[EXERCISE DETAILS]
Nothing in the data may be altered, so output all of it exactly.
:: DATASET RECORDS
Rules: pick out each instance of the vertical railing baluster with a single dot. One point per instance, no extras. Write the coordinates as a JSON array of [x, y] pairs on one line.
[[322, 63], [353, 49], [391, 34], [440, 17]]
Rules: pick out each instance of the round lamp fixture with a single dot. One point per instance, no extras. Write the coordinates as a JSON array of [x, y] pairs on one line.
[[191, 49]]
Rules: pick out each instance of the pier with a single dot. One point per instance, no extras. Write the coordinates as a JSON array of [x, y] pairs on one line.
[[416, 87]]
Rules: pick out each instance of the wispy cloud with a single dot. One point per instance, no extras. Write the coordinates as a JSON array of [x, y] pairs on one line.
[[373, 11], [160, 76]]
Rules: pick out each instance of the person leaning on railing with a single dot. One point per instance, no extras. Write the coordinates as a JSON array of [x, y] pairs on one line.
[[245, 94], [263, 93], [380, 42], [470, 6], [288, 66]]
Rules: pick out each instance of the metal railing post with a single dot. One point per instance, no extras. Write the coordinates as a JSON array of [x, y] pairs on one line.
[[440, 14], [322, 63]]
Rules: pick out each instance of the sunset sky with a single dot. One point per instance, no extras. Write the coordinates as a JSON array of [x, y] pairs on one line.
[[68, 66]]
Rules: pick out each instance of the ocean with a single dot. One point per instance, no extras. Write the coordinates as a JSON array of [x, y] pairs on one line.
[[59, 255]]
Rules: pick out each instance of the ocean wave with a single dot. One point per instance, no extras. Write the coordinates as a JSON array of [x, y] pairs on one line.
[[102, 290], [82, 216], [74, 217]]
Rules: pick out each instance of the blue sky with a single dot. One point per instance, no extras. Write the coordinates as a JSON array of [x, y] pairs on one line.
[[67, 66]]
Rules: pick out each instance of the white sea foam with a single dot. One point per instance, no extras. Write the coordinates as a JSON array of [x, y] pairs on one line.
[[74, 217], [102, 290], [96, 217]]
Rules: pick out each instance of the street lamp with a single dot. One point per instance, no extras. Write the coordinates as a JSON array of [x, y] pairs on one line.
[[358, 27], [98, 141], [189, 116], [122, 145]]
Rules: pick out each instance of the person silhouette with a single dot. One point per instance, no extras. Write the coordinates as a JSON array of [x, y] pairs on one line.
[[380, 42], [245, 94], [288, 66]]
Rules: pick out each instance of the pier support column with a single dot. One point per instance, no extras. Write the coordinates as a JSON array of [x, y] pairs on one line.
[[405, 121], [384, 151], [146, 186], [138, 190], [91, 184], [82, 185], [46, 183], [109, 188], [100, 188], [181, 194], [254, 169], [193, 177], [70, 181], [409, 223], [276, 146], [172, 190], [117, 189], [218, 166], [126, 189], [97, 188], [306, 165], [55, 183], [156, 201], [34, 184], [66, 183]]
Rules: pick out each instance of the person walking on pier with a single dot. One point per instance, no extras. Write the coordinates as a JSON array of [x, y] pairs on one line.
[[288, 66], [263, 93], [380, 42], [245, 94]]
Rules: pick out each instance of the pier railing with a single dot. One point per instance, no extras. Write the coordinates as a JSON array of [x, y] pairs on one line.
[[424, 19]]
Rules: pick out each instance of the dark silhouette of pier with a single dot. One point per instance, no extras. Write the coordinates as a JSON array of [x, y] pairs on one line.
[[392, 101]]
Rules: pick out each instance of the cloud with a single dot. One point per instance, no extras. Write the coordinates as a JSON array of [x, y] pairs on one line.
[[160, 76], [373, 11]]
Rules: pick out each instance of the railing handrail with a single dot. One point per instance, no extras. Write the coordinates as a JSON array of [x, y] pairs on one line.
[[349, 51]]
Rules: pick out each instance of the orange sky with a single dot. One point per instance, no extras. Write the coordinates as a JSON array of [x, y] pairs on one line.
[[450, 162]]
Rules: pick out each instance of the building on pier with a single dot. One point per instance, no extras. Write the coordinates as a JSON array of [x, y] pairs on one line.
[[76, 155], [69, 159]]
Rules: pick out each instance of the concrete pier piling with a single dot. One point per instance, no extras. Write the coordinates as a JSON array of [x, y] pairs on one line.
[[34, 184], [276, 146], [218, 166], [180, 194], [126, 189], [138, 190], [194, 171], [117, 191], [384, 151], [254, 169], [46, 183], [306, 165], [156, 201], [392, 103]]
::::
[ANSWER TO THE EXERCISE]
Rules: pick out each instance of the vertical railing baluster with a single dot. One point per instance, no extras. Write the coordinates as a JSON array of [x, y] pairs on one line.
[[322, 63], [353, 49], [391, 34], [440, 17]]
Rules: pick out each instance of the round lamp fixture with a single dot. One point per instance, no extras. Write the coordinates as a JSON array of [x, y] pairs on one line.
[[191, 49]]
Rules: pick out each instance of the pier with a single dot. One point per instance, no extras. Write the coordinates as a JSON array of [x, y] pairs on one line.
[[416, 87]]
Rules: pick out each instance of the wispy cloud with a single dot. One point per instance, no extras. Write the coordinates as a JSON array of [x, y] pairs on one line.
[[373, 11], [160, 76]]
Rules: pick out each instance of the person leaning on railing with a single dot. One point per instance, no extras. Write the coordinates as a JSON array of [x, y] pairs on one line.
[[245, 94], [263, 93], [380, 42], [470, 6], [288, 66]]
Rules: pick out each instance of the metal railing post with a single dot. One point per instance, no extras. Write the coordinates as a JSON array of [x, y] pairs on one line.
[[440, 14], [322, 63]]
Rules: pick out each instance of the sunset sky with a single dot. One point per instance, no extras. Write the coordinates as a JSON array of [x, y] pairs on one line.
[[68, 66]]
Rules: pick out each instance of the ocean with a single dot. One point per instance, no extras. Write the coordinates as a JSON array of [x, y] pairs on one line.
[[59, 255]]
Rules: pick out each instance of the ocean wave with a single dot. One point per instance, no extras. Write the coordinates as a JSON array of [x, y] pairs on one line.
[[102, 290], [82, 216], [74, 217]]
Rules: pick out each instance of the blue sky with a single dot. One point per instance, no extras. Write the coordinates as a JSON array of [x, y] pairs on one line.
[[67, 66]]
Rules: pick out each instance of the white sea foam with a single dot. One point per instance, no extras. Write the coordinates as a JSON array of [x, y] pairs on one line.
[[74, 217], [102, 290], [96, 217]]
Rules: pick out each instance of the street lamp with a single dot. One point per instance, no extras. Write the coordinates as a JSON array of [x, y] pairs on one line.
[[358, 27], [98, 141], [189, 116], [122, 145]]
Rules: pick out each instance of the person silhouette with a single dot. One point per instance, no extras. Write the coordinates as a JSON array of [x, y] pairs on one line.
[[380, 42], [245, 94], [288, 66]]
Rules: pick out each instance of the pier support column with a single dot. One point per instance, no extras. Write the coordinates as a JSON array of [x, y] pairs on one line.
[[405, 121], [384, 151], [146, 186], [138, 190], [91, 184], [82, 185], [46, 183], [109, 188], [100, 188], [181, 194], [254, 169], [193, 177], [70, 181], [409, 223], [276, 146], [172, 190], [117, 189], [218, 166], [126, 189], [97, 188], [306, 165], [55, 183], [156, 201], [34, 184], [66, 183]]
Rules: pick out each instance of the person walking on pier with a single dot. One point per instance, no extras. Write the coordinates as a JSON array of [x, y] pairs on one line.
[[288, 66], [263, 93], [380, 42], [245, 94]]
Rules: pick out each instance of the pier railing with a single dot. One point per instance, no extras. Write the coordinates as a JSON array of [x, y] pairs on one line.
[[424, 19]]
Rules: pick out each instance of the dark silhouette of pier with a single dot. One point per instance, no extras. Write the coordinates as a JSON array of [x, y] pairs on one line.
[[392, 101]]
Rules: pick out each instance of the cloud with a single dot. One point per instance, no extras. Write the coordinates as a JSON array of [x, y] pairs on one line.
[[160, 76], [373, 11]]
Rules: pick out each instance of the railing handrail with a single dot. One point per instance, no extras. Write the coordinates as a JSON array of [x, y] pairs on one line.
[[349, 51]]
Rules: pick out each instance of the orange sky with a single dot. One point per instance, no extras. Write the coordinates as a JSON array of [x, y] pairs on one line.
[[450, 162]]
Rules: pick out each instance of the building on pier with a single dot. One point per instance, no extras. Write the coordinates as a JSON array of [x, y] pairs on one line.
[[76, 155], [69, 159]]
Rules: pick out each instance of the concrete pier piling with a single dot. One point per instance, no extras. Write the coordinates as a JSON array of [x, y] pairs on one line.
[[34, 184], [276, 146], [218, 166], [180, 194], [126, 189], [138, 190], [194, 171], [117, 191], [384, 151], [254, 169], [46, 183], [306, 165], [156, 201], [392, 103]]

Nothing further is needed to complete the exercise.